- [Stated problem]
Swap "every instance" for "each instance" everywhere it occurs in the records below, keeping every other line unchanged.

- [Records shown]
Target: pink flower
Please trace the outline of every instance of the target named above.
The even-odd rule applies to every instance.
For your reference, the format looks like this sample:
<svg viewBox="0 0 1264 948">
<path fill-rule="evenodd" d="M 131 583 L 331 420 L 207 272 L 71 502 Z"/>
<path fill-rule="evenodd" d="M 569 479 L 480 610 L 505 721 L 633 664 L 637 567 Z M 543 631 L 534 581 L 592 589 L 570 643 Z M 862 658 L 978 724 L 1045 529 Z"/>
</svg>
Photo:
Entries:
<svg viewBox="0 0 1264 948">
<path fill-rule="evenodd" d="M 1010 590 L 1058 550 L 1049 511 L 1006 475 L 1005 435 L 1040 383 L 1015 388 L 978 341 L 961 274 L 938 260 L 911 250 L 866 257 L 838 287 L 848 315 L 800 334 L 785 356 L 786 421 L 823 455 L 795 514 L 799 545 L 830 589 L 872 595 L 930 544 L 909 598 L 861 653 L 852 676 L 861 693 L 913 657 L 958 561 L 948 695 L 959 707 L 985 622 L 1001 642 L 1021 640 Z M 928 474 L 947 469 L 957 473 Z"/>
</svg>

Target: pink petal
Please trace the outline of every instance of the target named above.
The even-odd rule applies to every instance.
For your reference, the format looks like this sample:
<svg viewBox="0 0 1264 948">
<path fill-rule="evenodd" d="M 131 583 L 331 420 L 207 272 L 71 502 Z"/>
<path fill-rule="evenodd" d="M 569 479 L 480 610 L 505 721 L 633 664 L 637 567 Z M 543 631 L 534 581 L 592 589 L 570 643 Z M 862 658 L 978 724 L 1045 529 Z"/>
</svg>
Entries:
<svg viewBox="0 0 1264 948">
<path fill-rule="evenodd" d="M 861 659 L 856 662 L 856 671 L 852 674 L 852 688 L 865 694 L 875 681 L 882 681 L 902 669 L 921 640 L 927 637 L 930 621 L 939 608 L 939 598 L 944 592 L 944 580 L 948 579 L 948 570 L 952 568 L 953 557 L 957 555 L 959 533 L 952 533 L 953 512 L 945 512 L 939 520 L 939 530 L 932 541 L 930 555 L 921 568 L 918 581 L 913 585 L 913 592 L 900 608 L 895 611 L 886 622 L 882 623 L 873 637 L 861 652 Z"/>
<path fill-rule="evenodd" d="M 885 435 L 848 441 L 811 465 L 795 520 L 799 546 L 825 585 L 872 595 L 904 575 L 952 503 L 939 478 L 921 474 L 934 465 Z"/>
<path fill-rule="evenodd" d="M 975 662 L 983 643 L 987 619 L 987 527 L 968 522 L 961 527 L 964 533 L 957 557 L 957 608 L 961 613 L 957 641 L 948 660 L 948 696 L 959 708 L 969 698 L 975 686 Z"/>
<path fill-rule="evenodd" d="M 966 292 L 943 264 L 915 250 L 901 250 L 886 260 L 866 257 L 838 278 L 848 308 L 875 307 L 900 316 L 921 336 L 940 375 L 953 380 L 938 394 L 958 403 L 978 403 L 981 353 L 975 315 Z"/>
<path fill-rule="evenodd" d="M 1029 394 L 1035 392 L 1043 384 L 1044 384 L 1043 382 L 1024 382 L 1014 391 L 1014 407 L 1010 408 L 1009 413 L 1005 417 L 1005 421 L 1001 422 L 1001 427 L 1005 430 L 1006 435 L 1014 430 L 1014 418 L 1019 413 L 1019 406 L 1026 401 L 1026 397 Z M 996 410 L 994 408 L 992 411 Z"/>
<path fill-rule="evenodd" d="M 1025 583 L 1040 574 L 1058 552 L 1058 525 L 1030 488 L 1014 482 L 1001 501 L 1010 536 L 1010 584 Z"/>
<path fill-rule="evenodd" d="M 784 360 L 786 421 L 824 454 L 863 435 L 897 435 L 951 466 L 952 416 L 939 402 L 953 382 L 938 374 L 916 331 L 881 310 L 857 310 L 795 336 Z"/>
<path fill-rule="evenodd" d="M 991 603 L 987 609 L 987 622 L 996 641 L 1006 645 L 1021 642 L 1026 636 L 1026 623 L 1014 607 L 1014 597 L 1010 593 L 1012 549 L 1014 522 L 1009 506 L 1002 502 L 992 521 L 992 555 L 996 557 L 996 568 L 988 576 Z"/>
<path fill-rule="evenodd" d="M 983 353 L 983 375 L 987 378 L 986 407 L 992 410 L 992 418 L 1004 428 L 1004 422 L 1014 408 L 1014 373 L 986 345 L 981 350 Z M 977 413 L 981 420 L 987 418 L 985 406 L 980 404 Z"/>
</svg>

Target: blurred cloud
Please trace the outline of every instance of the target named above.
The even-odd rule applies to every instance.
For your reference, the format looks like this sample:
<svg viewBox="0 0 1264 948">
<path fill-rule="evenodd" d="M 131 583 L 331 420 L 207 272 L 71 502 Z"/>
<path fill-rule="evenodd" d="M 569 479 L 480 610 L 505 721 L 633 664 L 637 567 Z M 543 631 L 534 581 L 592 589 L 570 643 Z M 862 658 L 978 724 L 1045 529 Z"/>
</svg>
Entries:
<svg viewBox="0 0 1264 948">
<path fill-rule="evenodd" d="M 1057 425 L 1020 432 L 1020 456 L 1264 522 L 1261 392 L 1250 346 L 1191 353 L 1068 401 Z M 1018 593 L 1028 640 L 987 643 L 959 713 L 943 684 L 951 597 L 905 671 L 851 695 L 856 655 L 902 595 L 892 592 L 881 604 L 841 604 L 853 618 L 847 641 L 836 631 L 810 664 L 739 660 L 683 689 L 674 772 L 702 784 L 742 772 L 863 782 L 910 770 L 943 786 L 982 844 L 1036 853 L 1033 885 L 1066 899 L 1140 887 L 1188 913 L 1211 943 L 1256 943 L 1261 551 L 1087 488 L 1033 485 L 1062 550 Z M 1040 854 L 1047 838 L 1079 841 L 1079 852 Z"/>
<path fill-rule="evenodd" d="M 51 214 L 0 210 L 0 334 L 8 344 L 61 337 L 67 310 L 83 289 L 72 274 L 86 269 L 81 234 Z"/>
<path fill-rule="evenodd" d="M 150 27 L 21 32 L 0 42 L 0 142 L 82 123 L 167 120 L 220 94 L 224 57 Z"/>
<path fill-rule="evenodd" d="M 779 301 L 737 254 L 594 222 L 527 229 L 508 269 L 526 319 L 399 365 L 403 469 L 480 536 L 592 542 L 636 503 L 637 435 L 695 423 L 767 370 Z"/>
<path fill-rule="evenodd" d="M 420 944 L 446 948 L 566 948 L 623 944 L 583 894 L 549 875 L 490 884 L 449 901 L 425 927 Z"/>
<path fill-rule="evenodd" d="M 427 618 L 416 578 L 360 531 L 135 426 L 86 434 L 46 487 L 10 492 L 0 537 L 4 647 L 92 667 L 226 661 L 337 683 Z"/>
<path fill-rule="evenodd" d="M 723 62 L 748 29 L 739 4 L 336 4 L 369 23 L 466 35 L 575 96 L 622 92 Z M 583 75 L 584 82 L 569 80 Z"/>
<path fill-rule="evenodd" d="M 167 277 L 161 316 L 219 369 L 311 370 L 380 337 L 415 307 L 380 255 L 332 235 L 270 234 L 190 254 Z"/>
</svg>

- [Result]
Target: pink flower
Please trace the outline of each instance of the target named above.
The even-odd rule applies to each instance.
For your reference, the format looks like this sample:
<svg viewBox="0 0 1264 948">
<path fill-rule="evenodd" d="M 131 583 L 331 420 L 207 272 L 71 502 Z"/>
<path fill-rule="evenodd" d="M 569 479 L 480 610 L 505 721 L 633 664 L 637 567 Z M 543 631 L 534 581 L 592 589 L 570 643 Z M 862 658 L 978 724 L 1045 529 Z"/>
</svg>
Photo:
Entries:
<svg viewBox="0 0 1264 948">
<path fill-rule="evenodd" d="M 1010 590 L 1058 550 L 1049 511 L 1006 475 L 1005 435 L 1040 383 L 1015 388 L 978 341 L 961 274 L 938 260 L 911 250 L 866 257 L 838 287 L 848 315 L 800 334 L 785 356 L 786 421 L 823 455 L 795 514 L 799 545 L 830 589 L 872 595 L 930 544 L 909 598 L 861 653 L 852 676 L 861 693 L 913 657 L 958 561 L 948 695 L 959 707 L 985 622 L 1001 642 L 1021 640 Z M 928 474 L 947 469 L 957 473 Z"/>
</svg>

Target: pink petal
Please trace the outline of each instance of the target named above.
The even-odd rule applies to each instance.
For your reference, the format looks like this sample:
<svg viewBox="0 0 1264 948">
<path fill-rule="evenodd" d="M 131 583 L 331 420 L 207 272 L 71 502 Z"/>
<path fill-rule="evenodd" d="M 569 479 L 480 610 L 505 721 L 633 664 L 637 567 Z M 543 631 L 534 581 L 592 589 L 570 643 Z M 862 658 L 978 724 L 1045 529 Z"/>
</svg>
Entries:
<svg viewBox="0 0 1264 948">
<path fill-rule="evenodd" d="M 861 659 L 856 662 L 856 671 L 852 674 L 852 688 L 865 694 L 875 681 L 882 681 L 902 669 L 921 640 L 927 637 L 930 621 L 939 608 L 939 598 L 944 592 L 944 580 L 948 579 L 948 570 L 952 568 L 953 557 L 957 555 L 959 533 L 952 533 L 953 512 L 945 512 L 939 520 L 939 530 L 932 541 L 930 555 L 921 568 L 918 581 L 913 585 L 913 592 L 900 608 L 895 611 L 886 622 L 882 623 L 873 637 L 861 652 Z"/>
<path fill-rule="evenodd" d="M 885 435 L 848 441 L 811 465 L 795 520 L 799 546 L 825 585 L 872 595 L 904 575 L 952 503 L 939 478 L 921 474 L 934 465 Z"/>
<path fill-rule="evenodd" d="M 975 662 L 983 643 L 987 619 L 987 527 L 968 522 L 961 527 L 964 533 L 957 557 L 957 608 L 961 613 L 957 641 L 948 660 L 948 696 L 959 708 L 969 698 L 975 686 Z"/>
<path fill-rule="evenodd" d="M 966 292 L 943 264 L 915 250 L 901 250 L 886 260 L 866 257 L 838 278 L 848 308 L 875 307 L 900 316 L 921 336 L 940 375 L 953 380 L 938 394 L 958 403 L 978 403 L 981 353 L 975 315 Z"/>
<path fill-rule="evenodd" d="M 1029 394 L 1035 392 L 1043 384 L 1044 384 L 1043 382 L 1024 382 L 1014 391 L 1014 407 L 1010 408 L 1009 413 L 1005 417 L 1005 421 L 1001 422 L 1001 427 L 1005 430 L 1006 435 L 1014 430 L 1014 418 L 1019 413 L 1019 406 L 1026 401 L 1026 397 Z M 996 410 L 994 408 L 992 411 Z"/>
<path fill-rule="evenodd" d="M 1025 583 L 1040 574 L 1058 552 L 1058 525 L 1030 488 L 1014 482 L 1001 501 L 1010 536 L 1010 584 Z"/>
<path fill-rule="evenodd" d="M 784 360 L 786 421 L 824 454 L 863 435 L 897 435 L 951 466 L 952 416 L 939 402 L 953 382 L 938 374 L 916 331 L 881 310 L 857 310 L 795 336 Z"/>
<path fill-rule="evenodd" d="M 991 603 L 987 609 L 987 622 L 996 641 L 1006 645 L 1021 642 L 1026 636 L 1026 623 L 1014 607 L 1014 597 L 1010 593 L 1012 549 L 1014 522 L 1009 506 L 1002 502 L 992 521 L 992 555 L 996 557 L 996 568 L 988 576 Z"/>
<path fill-rule="evenodd" d="M 983 353 L 983 375 L 987 378 L 986 407 L 992 410 L 992 418 L 1004 428 L 1004 422 L 1014 408 L 1014 373 L 986 345 L 981 350 Z M 977 413 L 981 420 L 987 418 L 985 406 L 980 404 Z"/>
</svg>

Target: blurred cloud
Please trace the outline of each instance of the target named above.
The even-odd rule applies to each instance.
For your reference, the format looks like this sample:
<svg viewBox="0 0 1264 948">
<path fill-rule="evenodd" d="M 131 583 L 331 420 L 207 272 L 71 502 Z"/>
<path fill-rule="evenodd" d="M 569 479 L 480 610 L 505 721 L 633 664 L 637 567 Z M 543 631 L 534 581 L 592 589 L 570 643 Z M 862 658 L 978 724 L 1045 529 Z"/>
</svg>
Entries:
<svg viewBox="0 0 1264 948">
<path fill-rule="evenodd" d="M 1057 425 L 1020 432 L 1020 456 L 1264 522 L 1261 392 L 1250 346 L 1191 353 L 1068 401 Z M 1018 593 L 1028 640 L 987 643 L 959 713 L 943 684 L 951 597 L 905 671 L 851 695 L 856 655 L 902 595 L 892 592 L 881 604 L 841 604 L 853 618 L 847 641 L 836 631 L 810 664 L 739 660 L 683 689 L 674 772 L 702 784 L 742 772 L 863 782 L 910 770 L 943 786 L 982 844 L 1036 853 L 1033 885 L 1066 899 L 1140 887 L 1188 913 L 1211 943 L 1256 943 L 1261 551 L 1087 488 L 1033 485 L 1062 550 Z M 1040 854 L 1047 838 L 1079 841 L 1079 852 Z"/>
<path fill-rule="evenodd" d="M 51 214 L 0 210 L 0 334 L 8 344 L 61 337 L 67 310 L 83 289 L 72 274 L 86 269 L 81 234 Z"/>
<path fill-rule="evenodd" d="M 150 27 L 21 32 L 0 42 L 0 142 L 82 123 L 167 120 L 220 94 L 224 57 Z"/>
<path fill-rule="evenodd" d="M 779 301 L 737 254 L 594 222 L 527 229 L 508 269 L 526 319 L 399 365 L 403 469 L 480 536 L 592 542 L 636 503 L 637 435 L 695 423 L 767 370 Z"/>
<path fill-rule="evenodd" d="M 420 944 L 446 948 L 566 948 L 623 944 L 583 894 L 549 875 L 490 884 L 449 901 L 425 927 Z"/>
<path fill-rule="evenodd" d="M 427 618 L 416 578 L 360 531 L 135 426 L 86 434 L 46 487 L 10 492 L 0 537 L 4 647 L 92 667 L 226 661 L 337 683 Z"/>
<path fill-rule="evenodd" d="M 723 62 L 748 29 L 739 4 L 336 4 L 369 23 L 466 35 L 575 96 L 622 92 Z M 583 75 L 584 82 L 569 80 Z"/>
<path fill-rule="evenodd" d="M 167 277 L 161 316 L 219 369 L 311 370 L 380 337 L 415 307 L 380 255 L 332 235 L 270 234 L 190 254 Z"/>
</svg>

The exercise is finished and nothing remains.